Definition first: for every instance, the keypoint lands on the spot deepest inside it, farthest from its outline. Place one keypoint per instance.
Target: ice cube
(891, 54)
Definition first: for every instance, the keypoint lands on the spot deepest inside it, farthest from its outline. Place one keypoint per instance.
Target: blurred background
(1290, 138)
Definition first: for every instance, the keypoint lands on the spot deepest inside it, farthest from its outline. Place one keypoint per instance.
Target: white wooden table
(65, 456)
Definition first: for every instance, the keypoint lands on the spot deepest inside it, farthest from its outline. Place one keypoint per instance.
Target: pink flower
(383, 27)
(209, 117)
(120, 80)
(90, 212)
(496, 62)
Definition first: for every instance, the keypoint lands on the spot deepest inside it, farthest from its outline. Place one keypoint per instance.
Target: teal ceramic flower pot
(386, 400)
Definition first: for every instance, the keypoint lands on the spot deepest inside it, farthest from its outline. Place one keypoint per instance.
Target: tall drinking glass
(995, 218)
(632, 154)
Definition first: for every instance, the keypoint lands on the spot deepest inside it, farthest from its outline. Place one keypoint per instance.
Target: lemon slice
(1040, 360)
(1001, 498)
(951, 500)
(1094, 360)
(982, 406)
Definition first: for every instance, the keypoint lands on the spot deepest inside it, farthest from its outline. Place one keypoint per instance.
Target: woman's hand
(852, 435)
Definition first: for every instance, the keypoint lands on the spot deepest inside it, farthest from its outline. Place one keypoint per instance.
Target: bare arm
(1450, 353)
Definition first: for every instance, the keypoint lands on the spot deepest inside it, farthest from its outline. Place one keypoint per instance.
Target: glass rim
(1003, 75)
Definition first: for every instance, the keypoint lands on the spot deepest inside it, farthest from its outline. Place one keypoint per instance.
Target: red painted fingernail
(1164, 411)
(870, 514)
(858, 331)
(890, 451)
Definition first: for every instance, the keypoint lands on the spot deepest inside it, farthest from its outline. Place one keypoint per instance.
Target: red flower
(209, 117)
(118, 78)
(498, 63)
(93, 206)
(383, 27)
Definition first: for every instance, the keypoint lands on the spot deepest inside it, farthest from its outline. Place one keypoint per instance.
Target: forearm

□ □ □ □

> _Task to carry out_: Pull out every line of the items above that contains the string "flower" and copy each one in full. The match is case-sensitive.

> _Exercise answer_:
Target: pink flower
Target: teal ceramic flower pot
Target: red flower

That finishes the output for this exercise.